#### Objective
Write out, exactly as they appear, only the lines running from the line with "the green stem" to the final line of the listing; include both.
┌─ Records supplied
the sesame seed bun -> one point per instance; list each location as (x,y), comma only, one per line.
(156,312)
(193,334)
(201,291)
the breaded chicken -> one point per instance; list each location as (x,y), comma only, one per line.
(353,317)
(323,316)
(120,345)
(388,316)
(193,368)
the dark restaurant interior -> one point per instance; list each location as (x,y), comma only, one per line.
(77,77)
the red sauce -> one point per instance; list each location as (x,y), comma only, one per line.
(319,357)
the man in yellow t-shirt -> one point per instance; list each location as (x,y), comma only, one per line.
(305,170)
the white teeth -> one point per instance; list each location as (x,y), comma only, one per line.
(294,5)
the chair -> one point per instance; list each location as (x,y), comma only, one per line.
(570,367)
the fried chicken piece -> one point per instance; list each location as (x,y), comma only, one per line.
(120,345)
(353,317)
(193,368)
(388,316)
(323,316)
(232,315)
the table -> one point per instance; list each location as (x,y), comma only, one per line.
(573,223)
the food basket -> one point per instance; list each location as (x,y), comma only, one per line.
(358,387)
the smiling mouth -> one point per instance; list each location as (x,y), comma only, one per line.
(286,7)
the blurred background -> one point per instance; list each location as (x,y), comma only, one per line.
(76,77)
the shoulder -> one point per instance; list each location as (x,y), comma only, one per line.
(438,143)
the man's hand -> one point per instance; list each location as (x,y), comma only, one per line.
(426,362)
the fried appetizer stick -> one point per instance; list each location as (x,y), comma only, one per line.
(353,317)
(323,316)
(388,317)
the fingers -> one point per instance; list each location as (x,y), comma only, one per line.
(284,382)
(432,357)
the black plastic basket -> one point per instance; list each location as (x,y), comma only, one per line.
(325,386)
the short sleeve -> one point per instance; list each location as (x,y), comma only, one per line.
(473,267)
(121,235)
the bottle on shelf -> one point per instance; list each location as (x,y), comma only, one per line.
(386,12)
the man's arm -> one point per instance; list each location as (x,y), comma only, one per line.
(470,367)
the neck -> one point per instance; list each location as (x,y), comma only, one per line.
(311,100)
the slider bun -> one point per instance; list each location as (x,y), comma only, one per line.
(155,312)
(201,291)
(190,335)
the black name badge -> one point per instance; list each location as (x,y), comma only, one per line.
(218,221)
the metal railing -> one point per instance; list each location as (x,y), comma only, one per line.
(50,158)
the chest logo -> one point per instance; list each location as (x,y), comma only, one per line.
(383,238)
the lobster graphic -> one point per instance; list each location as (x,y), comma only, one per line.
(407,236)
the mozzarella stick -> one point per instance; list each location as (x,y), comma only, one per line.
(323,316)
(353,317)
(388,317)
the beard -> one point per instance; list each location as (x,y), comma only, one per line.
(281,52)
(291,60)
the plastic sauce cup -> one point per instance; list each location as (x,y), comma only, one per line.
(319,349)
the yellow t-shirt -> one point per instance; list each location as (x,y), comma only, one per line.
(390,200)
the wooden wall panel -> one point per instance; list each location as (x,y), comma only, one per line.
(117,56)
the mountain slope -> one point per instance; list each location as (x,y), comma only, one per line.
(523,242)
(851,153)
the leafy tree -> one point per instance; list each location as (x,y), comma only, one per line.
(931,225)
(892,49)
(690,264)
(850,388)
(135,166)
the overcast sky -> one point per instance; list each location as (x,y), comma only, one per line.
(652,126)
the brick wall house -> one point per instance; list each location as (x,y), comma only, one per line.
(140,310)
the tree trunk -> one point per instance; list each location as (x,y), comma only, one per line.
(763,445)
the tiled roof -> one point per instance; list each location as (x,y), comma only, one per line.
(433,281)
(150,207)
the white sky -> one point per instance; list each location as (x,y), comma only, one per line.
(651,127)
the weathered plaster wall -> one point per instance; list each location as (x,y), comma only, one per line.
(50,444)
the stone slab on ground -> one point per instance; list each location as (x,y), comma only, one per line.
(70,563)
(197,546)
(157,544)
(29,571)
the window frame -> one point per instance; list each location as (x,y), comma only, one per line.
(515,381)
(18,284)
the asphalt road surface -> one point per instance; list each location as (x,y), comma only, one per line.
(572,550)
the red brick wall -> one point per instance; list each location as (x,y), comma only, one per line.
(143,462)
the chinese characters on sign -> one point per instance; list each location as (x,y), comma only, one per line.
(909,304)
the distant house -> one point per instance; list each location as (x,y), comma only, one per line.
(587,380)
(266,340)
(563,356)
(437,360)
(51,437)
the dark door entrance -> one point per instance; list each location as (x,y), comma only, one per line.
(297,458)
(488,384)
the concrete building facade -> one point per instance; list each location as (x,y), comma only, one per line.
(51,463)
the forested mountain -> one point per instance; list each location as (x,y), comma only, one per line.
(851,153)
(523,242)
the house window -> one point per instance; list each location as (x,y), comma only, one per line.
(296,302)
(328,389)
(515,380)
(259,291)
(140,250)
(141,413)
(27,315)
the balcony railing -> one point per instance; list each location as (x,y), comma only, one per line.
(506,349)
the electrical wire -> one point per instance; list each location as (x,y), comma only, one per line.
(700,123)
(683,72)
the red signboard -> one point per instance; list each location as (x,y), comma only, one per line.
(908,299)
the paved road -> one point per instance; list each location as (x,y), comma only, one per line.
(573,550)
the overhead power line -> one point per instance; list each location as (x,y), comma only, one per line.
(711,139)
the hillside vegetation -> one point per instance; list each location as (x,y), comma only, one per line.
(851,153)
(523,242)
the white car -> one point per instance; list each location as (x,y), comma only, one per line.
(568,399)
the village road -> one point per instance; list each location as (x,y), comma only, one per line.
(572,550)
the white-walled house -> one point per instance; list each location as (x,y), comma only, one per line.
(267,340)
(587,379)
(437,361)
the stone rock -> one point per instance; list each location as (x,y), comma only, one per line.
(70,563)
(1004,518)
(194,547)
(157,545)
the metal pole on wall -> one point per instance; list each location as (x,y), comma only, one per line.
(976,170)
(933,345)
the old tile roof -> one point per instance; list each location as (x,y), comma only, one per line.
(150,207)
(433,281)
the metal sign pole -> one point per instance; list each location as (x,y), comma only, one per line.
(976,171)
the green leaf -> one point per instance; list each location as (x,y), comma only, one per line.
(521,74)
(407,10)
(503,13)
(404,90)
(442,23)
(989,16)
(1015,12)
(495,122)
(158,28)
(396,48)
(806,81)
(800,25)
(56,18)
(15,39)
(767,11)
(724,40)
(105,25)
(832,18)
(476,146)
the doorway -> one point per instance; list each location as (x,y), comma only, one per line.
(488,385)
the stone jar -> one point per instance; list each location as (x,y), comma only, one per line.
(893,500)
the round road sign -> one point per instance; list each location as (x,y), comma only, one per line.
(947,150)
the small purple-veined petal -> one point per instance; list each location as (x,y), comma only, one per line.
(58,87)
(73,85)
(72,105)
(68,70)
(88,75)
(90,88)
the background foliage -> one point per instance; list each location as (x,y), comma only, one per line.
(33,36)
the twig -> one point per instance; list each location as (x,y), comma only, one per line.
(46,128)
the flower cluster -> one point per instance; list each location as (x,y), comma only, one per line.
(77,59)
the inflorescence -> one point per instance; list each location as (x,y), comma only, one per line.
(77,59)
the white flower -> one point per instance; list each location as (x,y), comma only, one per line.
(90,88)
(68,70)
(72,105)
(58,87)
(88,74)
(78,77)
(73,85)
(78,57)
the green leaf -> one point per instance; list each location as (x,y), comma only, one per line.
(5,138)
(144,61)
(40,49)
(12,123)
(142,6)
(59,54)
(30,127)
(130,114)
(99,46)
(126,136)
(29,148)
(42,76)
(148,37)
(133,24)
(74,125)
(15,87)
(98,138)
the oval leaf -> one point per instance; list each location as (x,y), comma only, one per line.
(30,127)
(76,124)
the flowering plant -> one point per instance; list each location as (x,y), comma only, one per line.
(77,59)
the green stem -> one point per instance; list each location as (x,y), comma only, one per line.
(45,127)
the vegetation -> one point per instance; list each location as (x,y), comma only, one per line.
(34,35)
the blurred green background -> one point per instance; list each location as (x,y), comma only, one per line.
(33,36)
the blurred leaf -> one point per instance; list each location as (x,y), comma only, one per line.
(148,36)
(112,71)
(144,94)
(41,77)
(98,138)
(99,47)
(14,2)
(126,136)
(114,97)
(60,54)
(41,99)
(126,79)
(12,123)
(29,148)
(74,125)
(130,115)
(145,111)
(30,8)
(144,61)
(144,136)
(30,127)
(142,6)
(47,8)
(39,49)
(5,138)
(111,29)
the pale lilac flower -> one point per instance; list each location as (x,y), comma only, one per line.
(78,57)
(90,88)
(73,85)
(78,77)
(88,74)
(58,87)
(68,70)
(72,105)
└─
#### Written answer
the green stem -> one point per instance; list each location as (x,y), comma only, one per line.
(45,127)
the vegetation -> one point per instance; list each location as (x,y), comma only, one per line.
(34,35)
the blurred green background -> one point per instance; list each location as (x,y), comma only, one per line.
(33,36)
the blurred leaf -> one point per instance; list each location as (x,y), comma only, one per line.
(148,36)
(112,71)
(144,94)
(41,77)
(98,138)
(99,47)
(14,2)
(126,136)
(114,97)
(60,54)
(41,99)
(126,79)
(12,123)
(29,148)
(74,125)
(130,115)
(145,111)
(30,8)
(144,61)
(144,136)
(30,127)
(142,6)
(47,8)
(39,49)
(5,138)
(111,29)
the pale lilac flower -> one point per instance; list each location as (x,y), comma only, one per line.
(78,57)
(90,88)
(73,85)
(78,77)
(88,74)
(58,87)
(68,70)
(72,105)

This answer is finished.